_TASKS TO PERFORM:_
- a) Output the passage of the news article on COVID-19 testing between "They have said" and "Amin on Friday.", inclusive.
- b) Answer these questions using the news article on COVID-19 testing:
(i) What daily average number of PCR tests has the central government conducted since March 2?
(ii) How many deaths had the ministry confirmed as of Friday?
(iii) With whom was West Java Governor Ridwan Kamil speaking during the virtual call on Friday?

(TEXT SEGMENT)

The Jakarta Post
The governors of Jakarta and West Java, the two regions of the country hit hardest by the coronavirus outbreak, have suggested that the numbers of people infected and killed by the disease in the country are significantly higher than the central government’s official count.
They have said the Health Ministry has not been swift enough in testing potential COVID-19 patients.
According to The Jakarta Post’s calculations using data provided by the ministry’s daily outbreak briefings, the central government has conducted a daily average of 240 polymerase chain reaction (PCR) tests since March 2. As of Friday, the ministry had confirmed 1,986 cases with 181 deaths and had conducted about 7,986 PCR tests in total.
“Pardon me, Mr. Vice President, the cases that we have today are exponentially higher [...] Our testing speed is not as we expected it to be so only a little data has come in,” West Java Governor Ridwan Kamil said during a virtual call with Vice President Ma’ruf Amin on Friday.

(End TEXT SEGMENT)
(RECORDS)

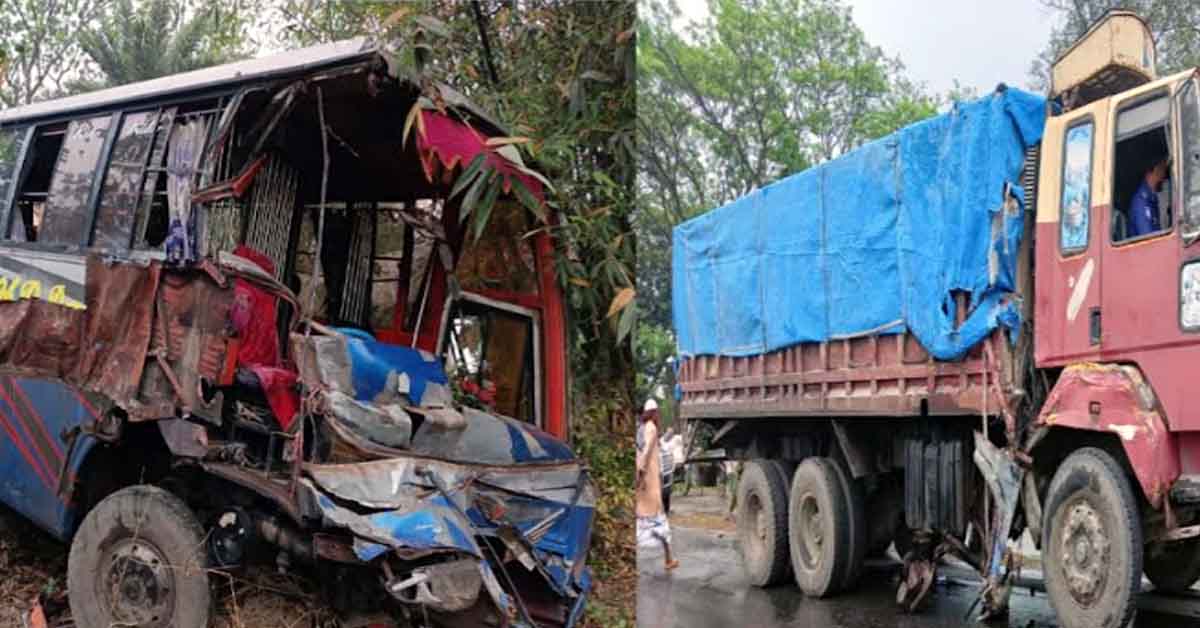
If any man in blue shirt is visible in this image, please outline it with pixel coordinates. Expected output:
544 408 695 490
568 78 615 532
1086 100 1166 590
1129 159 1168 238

(End RECORDS)
(RECORDS)

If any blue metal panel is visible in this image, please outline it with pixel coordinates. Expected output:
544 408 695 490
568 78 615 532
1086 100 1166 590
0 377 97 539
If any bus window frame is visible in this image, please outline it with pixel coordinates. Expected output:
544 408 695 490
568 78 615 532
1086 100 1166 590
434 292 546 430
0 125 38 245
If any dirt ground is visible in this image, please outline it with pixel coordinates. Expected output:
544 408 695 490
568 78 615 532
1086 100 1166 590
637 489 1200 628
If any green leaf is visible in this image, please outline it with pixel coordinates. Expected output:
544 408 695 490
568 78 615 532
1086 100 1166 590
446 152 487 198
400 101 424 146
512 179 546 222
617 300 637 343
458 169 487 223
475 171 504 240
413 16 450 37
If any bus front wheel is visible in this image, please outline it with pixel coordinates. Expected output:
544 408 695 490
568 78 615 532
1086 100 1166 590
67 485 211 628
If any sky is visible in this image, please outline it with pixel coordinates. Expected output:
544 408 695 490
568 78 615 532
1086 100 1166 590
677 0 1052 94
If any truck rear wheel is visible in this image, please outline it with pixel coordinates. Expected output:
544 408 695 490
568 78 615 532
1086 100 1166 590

(End RECORDS)

_ANSWERS BY TASK:_
- a)
They have said the Health Ministry has not been swift enough in testing potential COVID-19 patients.
According to The Jakarta Post’s calculations using data provided by the ministry’s daily outbreak briefings, the central government has conducted a daily average of 240 polymerase chain reaction (PCR) tests since March 2. As of Friday, the ministry had confirmed 1,986 cases with 181 deaths and had conducted about 7,986 PCR tests in total.
“Pardon me, Mr. Vice President, the cases that we have today are exponentially higher [...] Our testing speed is not as we expected it to be so only a little data has come in,” West Java Governor Ridwan Kamil said during a virtual call with Vice President Ma’ruf Amin on Friday.

- b)
(i) 240
(ii) 181
(iii) Vice President Ma'ruf Amin